— Required task —
In the forum thread on time-dependent perturbations and successive approximations, which page of Griffiths does mattlorig cite?

— Supplied passage —
========

Time dependent perturbations and method of succesive approximations

[mattlorig]

In chapter nine of Griffiths' Quatum Mechanics text, he talks about the method of succesive approximations as a method for solving a two level system in time dependent perturbation theory.

d(ca)/dt = f(t) cb --> ca_n = int[ f(t') * cb_n-1, dt', 0 t]
d(cb)/dt = g(t) ca --> cb_n = int[ g(t') * ca_n-1, dt', 0 t]

So, for the case were ca(0) = 1 and cb(0) = 0 one would get:

ca1 = int [f(t') * 0, dt', 0, t] = 0
cb1 = int [g(t') * 1, dt', 0, t]

but griffiths says ca1 = 1.

So, my question is the following. Is ca = ca_0 + ca_1 + ca_2 + ...
or, is ca ~ ca_n (with larger n being more precise)?

I hope my question was clear. I should really learn LATEX.

 

[mattlorig]

Maybe I should clarify my question. Regarding the method of successive approxiamtions griffiths talks about in time dependent perturbation theory, is ca
= SUM (ca_n)
= LIM {ca_n}
?
Hopefully that's easier to understand than my first post.

 

[dextercioby]

Nope,i don't really follow.Why would c_{a,1} be 0...?

Daniel.

 

[mattlorig]

because the integral of zero is zero.

 

[dextercioby]

Okay,alright.What page of Griffiths ?

Daniel.

 

[mattlorig]

p 302 of the (my book is black...I think it's the second newest edition). Griffiths does say "ca_2 includes the zeroth order term; the 2nd order correction would be the integral term alone". But, I think griffiths use of ca_n is ambiguous here. In any case, I'm pretty sure that if I just substitute cb_n-1 into the integral for ca_n, and let ca = SUM( ca_n), that would be correct.

 

[dextercioby]

\left\{\begin{array}{c} \dot{c}_{a}(t)=\frac{1}{i\hbar}H'_{ab}(t)e^{-i\omega_{0}t}c_{b}(t)\\ \dot{c}_{b}(t)=\frac{1}{i\hbar}H'_{ba}(t)e^{i\omega_{0}t}c_{a}(t) \end{array}\right(1)

Initial conditions

\left\{\begin{array}{c}c_{a}(0)=1\\c_{b}(0)=0 \end{array}\right (2)

Zero-th approximation

c_{a}^{(0)}(t)=1 (3)

c_{b}^{(0)}(t)=0 (4)

First order.Plug (3) & (4) in the equations (1) and integrate

\frac{dc_{a}^{(1)}(t)}{dt}=0\Rightarrow c_{a}^{(1)}(t)=\mbox{const}=c_{a}(0)=1 (5)

\frac{dc_{b}^{(1)}(t)}{dt}=\frac{1}{i\hbar}H'_{ba}(t)e^{i\omega_{0}t} \Rightarrow c_{b}^{(1)}(t)=\frac{1}{i\hbar}\int_{0}^{t} H'_{ba}(t')e^{i\omega t'} \ dt (6)

========

— Data section —
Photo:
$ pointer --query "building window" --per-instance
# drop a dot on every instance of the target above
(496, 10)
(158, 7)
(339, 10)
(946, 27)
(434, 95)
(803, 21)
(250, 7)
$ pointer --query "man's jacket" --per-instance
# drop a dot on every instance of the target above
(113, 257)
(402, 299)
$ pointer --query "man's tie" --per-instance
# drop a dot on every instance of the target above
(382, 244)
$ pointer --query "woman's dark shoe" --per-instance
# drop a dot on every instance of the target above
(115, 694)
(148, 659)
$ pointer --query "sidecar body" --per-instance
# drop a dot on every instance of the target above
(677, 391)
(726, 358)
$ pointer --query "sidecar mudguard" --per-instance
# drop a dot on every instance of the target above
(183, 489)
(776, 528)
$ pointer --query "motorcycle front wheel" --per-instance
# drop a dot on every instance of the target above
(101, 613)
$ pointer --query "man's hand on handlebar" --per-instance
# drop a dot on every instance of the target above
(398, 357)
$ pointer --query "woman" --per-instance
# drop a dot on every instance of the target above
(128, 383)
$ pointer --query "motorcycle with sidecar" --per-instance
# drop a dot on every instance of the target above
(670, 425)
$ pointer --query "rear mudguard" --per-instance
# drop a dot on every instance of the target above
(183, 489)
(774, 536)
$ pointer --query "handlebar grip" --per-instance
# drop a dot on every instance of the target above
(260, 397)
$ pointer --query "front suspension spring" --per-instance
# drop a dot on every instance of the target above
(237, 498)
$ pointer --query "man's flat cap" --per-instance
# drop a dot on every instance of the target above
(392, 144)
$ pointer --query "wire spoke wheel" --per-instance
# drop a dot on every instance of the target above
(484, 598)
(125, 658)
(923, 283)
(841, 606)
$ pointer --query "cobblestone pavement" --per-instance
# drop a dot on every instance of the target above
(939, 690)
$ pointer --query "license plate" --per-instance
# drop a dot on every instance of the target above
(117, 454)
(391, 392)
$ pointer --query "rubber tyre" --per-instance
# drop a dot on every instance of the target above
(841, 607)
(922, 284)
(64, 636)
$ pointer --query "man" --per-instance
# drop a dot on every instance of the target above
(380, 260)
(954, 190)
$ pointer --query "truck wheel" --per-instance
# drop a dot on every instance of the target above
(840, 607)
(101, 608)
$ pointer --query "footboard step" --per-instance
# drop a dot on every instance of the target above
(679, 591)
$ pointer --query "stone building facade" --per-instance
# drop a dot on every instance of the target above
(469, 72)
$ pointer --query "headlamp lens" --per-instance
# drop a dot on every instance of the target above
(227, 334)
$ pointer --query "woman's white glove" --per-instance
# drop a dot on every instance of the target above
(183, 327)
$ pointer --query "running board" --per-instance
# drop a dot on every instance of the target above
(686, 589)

========

— Answer for this exercise —
Page 302.